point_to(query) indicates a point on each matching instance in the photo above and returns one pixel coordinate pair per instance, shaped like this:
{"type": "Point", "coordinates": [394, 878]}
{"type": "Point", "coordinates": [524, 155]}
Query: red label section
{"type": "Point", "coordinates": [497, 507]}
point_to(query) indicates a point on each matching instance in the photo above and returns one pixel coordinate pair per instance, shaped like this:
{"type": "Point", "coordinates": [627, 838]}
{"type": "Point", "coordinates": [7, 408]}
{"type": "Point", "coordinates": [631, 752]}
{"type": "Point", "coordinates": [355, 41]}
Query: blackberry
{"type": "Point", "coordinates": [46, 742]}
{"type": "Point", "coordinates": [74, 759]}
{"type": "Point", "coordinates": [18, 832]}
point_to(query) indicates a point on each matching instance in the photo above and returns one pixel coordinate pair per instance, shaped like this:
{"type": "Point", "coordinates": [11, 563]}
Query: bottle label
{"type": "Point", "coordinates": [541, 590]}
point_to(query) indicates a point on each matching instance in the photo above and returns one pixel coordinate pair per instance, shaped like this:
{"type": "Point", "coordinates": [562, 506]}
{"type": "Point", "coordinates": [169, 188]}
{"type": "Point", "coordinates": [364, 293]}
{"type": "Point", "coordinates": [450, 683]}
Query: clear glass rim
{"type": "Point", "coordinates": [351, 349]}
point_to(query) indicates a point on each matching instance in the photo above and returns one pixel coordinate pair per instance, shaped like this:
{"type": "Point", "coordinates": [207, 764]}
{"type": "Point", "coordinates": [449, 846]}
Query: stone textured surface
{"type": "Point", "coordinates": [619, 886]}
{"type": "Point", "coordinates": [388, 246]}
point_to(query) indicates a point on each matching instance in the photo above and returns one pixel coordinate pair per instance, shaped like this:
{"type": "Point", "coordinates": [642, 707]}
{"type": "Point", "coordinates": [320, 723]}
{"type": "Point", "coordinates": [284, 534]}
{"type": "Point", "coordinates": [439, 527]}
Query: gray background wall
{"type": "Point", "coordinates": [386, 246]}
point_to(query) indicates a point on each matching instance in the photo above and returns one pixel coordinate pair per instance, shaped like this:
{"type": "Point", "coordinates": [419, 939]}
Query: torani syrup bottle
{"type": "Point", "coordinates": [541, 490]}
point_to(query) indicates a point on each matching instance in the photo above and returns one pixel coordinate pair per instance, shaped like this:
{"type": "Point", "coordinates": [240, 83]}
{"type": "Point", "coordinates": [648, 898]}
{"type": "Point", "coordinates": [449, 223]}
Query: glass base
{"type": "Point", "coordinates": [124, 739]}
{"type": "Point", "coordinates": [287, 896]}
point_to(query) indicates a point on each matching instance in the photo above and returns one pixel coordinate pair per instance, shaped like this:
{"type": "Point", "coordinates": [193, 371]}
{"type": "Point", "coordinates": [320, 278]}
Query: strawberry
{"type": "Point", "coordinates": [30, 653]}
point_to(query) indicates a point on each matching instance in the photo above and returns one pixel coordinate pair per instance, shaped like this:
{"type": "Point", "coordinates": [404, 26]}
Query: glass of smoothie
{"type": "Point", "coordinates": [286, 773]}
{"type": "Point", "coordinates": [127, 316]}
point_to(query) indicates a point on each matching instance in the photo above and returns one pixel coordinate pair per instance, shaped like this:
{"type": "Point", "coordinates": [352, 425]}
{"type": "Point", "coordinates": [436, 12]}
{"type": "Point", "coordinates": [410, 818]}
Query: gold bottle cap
- - -
#### [Exercise directions]
Repeat the data verbatim, line after line, leaving nothing out.

#### [Exercise result]
point_to(query) indicates a point on each matching instance in the photo above and returns one pixel coordinate pair per instance, shaped like this:
{"type": "Point", "coordinates": [394, 878]}
{"type": "Point", "coordinates": [524, 155]}
Query: red label section
{"type": "Point", "coordinates": [497, 507]}
point_to(query) indicates a point on each matching instance in the photo above and returns one pixel coordinate pair per instance, shaped like this:
{"type": "Point", "coordinates": [627, 838]}
{"type": "Point", "coordinates": [7, 408]}
{"type": "Point", "coordinates": [631, 752]}
{"type": "Point", "coordinates": [355, 41]}
Query: blackberry
{"type": "Point", "coordinates": [46, 742]}
{"type": "Point", "coordinates": [74, 759]}
{"type": "Point", "coordinates": [18, 832]}
point_to(query) indicates a point on each matching instance in the photo above and returns one pixel coordinate pair per instance, shaped like this:
{"type": "Point", "coordinates": [11, 563]}
Query: bottle label
{"type": "Point", "coordinates": [541, 590]}
point_to(query) indicates a point on each matching instance in the photo above and returns one pixel coordinate pair per instance, shaped like this:
{"type": "Point", "coordinates": [562, 506]}
{"type": "Point", "coordinates": [169, 188]}
{"type": "Point", "coordinates": [364, 293]}
{"type": "Point", "coordinates": [450, 683]}
Query: clear glass rim
{"type": "Point", "coordinates": [351, 349]}
point_to(query) indicates a point on each matching instance in the photo above and returns one pixel coordinate pair per instance, shaped like this:
{"type": "Point", "coordinates": [207, 764]}
{"type": "Point", "coordinates": [449, 846]}
Query: stone textured surface
{"type": "Point", "coordinates": [619, 886]}
{"type": "Point", "coordinates": [388, 246]}
point_to(query) indicates a point on each matching instance in the photo above and returns one pixel coordinate pair per instance, shaped like this:
{"type": "Point", "coordinates": [642, 707]}
{"type": "Point", "coordinates": [320, 723]}
{"type": "Point", "coordinates": [284, 534]}
{"type": "Point", "coordinates": [439, 527]}
Query: gray background wall
{"type": "Point", "coordinates": [386, 246]}
point_to(query) indicates a point on each matching instance in the photo above and returns one pixel coordinate pair per instance, shaped like this:
{"type": "Point", "coordinates": [419, 939]}
Query: torani syrup bottle
{"type": "Point", "coordinates": [541, 490]}
point_to(query) indicates a point on each matching instance in the photo above and returns one pixel coordinate pair per instance, shaped like this:
{"type": "Point", "coordinates": [240, 83]}
{"type": "Point", "coordinates": [648, 898]}
{"type": "Point", "coordinates": [449, 223]}
Query: glass base
{"type": "Point", "coordinates": [124, 739]}
{"type": "Point", "coordinates": [287, 896]}
point_to(query) indicates a point on each matching instance in the photo above and returns one pixel coordinate pair per instance, shaped like this:
{"type": "Point", "coordinates": [193, 371]}
{"type": "Point", "coordinates": [320, 278]}
Query: strawberry
{"type": "Point", "coordinates": [30, 653]}
point_to(query) indicates a point on each matching instance in the photo above and returns one pixel coordinate pair per instance, shaped like this:
{"type": "Point", "coordinates": [404, 26]}
Query: glass of smoothie
{"type": "Point", "coordinates": [286, 773]}
{"type": "Point", "coordinates": [127, 316]}
point_to(query) indicates a point on each matching instance in the photo above and returns one pixel coordinate pair per instance, shaped like this:
{"type": "Point", "coordinates": [352, 425]}
{"type": "Point", "coordinates": [436, 12]}
{"type": "Point", "coordinates": [410, 818]}
Query: gold bottle cap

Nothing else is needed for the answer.